- [Texto para análise]
Uma vida inteira sem ou com pouca contribuição. O que fazer na velhice?

PorSheilla Ribeiro,14 jan 2024 11:29

Depois de uma vida laboral marcada pela ausência ou pouca contribuição previdenciária, surge na velhice a indagação sobre as medidas a serem adoptadas. Afinal, continuam as despesas, inclusive para com a saúde. A verdade é que a realidade das aposentadorias no país revela um cenário inquietante, em que após décadas dedicadas ao trabalho, numerosos idosos encontram-se às voltas com pensões inadequadas, a ausência de cobertura de seguros e a carência de previdência, enfrentando obstáculos complexos. Nesta reportagem trouxemos o relato de quem, devido à escassez de recursos financeiros, se vê obrigado a continuar a trabalhar para garantir a sua subsistência, mesmo em idade avançada e também o desafio crescente para o Estado relativamente ao regime previdenciário não contributivo.

Aos 70 anos, Manuel Monteiro chega ao Plateau às 09h00 para lavar carros e garantir a sua subsistência diária e só regressa à casa às 18h00. Para este idoso, não há domingo nem feriado, já que todos os dias tem de comer.

“Comecei a lavar carro há cerca de sete anos. Não tenho reforma, nenhuma pensão, mas estou bem”, declara.

Conforme conta Manuel Monteiro, o seu trabalho consiste em lavar carros, com dias que realiza três ou quatro lavagens e outros em que não consegue nada.

“Para cada lavagem ganho entre 150 e 250 escudos. Não posso ficar em casa porque senão não tenho como sobreviver. Tenho de pagar a renda, cinco mil escudos ao mês, às vezes a minha filha ajuda-me, mas, às vezes não e tenho de comer todos os dias”, acrescenta.

- [Material fornecido]
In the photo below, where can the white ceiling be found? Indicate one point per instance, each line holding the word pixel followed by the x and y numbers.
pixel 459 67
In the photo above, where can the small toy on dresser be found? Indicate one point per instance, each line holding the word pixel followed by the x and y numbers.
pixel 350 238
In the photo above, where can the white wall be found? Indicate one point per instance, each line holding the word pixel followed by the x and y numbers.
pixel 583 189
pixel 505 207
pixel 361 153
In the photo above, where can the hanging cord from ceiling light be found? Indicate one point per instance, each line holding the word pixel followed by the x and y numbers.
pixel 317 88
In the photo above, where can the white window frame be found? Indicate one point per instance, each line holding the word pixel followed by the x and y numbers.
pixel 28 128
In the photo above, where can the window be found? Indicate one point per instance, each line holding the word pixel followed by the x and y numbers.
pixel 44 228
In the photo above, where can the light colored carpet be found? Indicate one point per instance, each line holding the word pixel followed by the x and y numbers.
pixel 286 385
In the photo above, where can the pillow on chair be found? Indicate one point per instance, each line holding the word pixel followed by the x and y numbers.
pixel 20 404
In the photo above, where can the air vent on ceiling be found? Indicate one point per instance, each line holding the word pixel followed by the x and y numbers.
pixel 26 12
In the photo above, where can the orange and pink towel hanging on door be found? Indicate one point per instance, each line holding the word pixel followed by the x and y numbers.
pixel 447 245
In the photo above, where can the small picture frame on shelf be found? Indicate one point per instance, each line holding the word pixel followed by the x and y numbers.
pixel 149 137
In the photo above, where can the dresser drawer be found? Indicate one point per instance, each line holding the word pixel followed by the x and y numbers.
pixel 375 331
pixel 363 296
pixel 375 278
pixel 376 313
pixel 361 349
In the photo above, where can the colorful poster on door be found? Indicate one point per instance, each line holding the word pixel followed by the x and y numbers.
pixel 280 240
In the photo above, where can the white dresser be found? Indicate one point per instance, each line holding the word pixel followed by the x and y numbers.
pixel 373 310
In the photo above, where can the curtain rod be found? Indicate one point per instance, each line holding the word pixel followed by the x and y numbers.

- [Tarefa atribuída] Na reportagem sobre a velhice sem contribuição previdenciária, quanto paga Manuel Monteiro de renda por mês?

- [Resposta ao exercício] Cinco mil escudos.